Reproduce every item below, swapping each occurrence of "rough mask" for "coarse mask" and leaving everything else untouched.

**Data supplied**.
════
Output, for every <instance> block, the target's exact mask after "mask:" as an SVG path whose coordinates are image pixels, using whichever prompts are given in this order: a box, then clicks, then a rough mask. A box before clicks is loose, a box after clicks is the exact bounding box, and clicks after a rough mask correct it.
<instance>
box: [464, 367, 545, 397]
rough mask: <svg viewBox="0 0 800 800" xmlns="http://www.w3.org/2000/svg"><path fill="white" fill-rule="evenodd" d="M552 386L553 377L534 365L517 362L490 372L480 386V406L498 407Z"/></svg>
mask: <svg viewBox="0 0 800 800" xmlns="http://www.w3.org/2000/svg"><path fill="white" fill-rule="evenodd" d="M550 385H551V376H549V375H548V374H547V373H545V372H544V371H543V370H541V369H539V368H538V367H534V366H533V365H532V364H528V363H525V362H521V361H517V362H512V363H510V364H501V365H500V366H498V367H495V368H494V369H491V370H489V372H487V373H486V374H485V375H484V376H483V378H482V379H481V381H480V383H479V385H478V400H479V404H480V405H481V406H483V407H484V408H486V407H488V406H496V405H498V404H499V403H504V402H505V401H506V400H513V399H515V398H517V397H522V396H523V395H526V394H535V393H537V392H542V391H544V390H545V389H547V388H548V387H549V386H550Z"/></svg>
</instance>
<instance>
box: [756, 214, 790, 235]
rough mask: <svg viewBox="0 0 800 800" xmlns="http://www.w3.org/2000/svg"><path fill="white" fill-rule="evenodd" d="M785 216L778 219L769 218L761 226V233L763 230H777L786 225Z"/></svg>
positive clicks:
════
**Answer to this problem**.
Output, for every <instance> block, the target's exact mask after "mask:" as an SVG path whose coordinates are image pixels, using whichever prompts are given in this order: a box, then clicks, then a coarse mask. A box before clicks is loose, a box after clicks is the exact bounding box, and clicks after a coarse mask correct it.
<instance>
box: [464, 367, 545, 397]
coarse mask: <svg viewBox="0 0 800 800" xmlns="http://www.w3.org/2000/svg"><path fill="white" fill-rule="evenodd" d="M552 386L553 377L534 365L517 362L490 372L480 386V406L498 407Z"/></svg>
mask: <svg viewBox="0 0 800 800" xmlns="http://www.w3.org/2000/svg"><path fill="white" fill-rule="evenodd" d="M550 385H551V376H549V375H548V374H547V373H545V372H544V371H543V370H541V369H539V368H538V367H534V366H533V365H532V364H528V363H525V362H521V361H517V362H512V363H510V364H501V365H500V366H498V367H495V368H494V369H491V370H489V372H487V373H486V374H485V375H484V376H483V378H482V379H481V381H480V383H479V385H478V400H479V404H480V405H481V406H483V407H484V408H486V407H488V406H496V405H498V404H499V403H504V402H505V401H506V400H513V399H515V398H517V397H522V396H523V395H526V394H535V393H537V392H542V391H544V390H545V389H547V388H548V387H549V386H550Z"/></svg>
</instance>
<instance>
box: [756, 214, 790, 235]
coarse mask: <svg viewBox="0 0 800 800" xmlns="http://www.w3.org/2000/svg"><path fill="white" fill-rule="evenodd" d="M785 216L778 219L769 218L761 226V233L763 230H777L786 225Z"/></svg>
positive clicks:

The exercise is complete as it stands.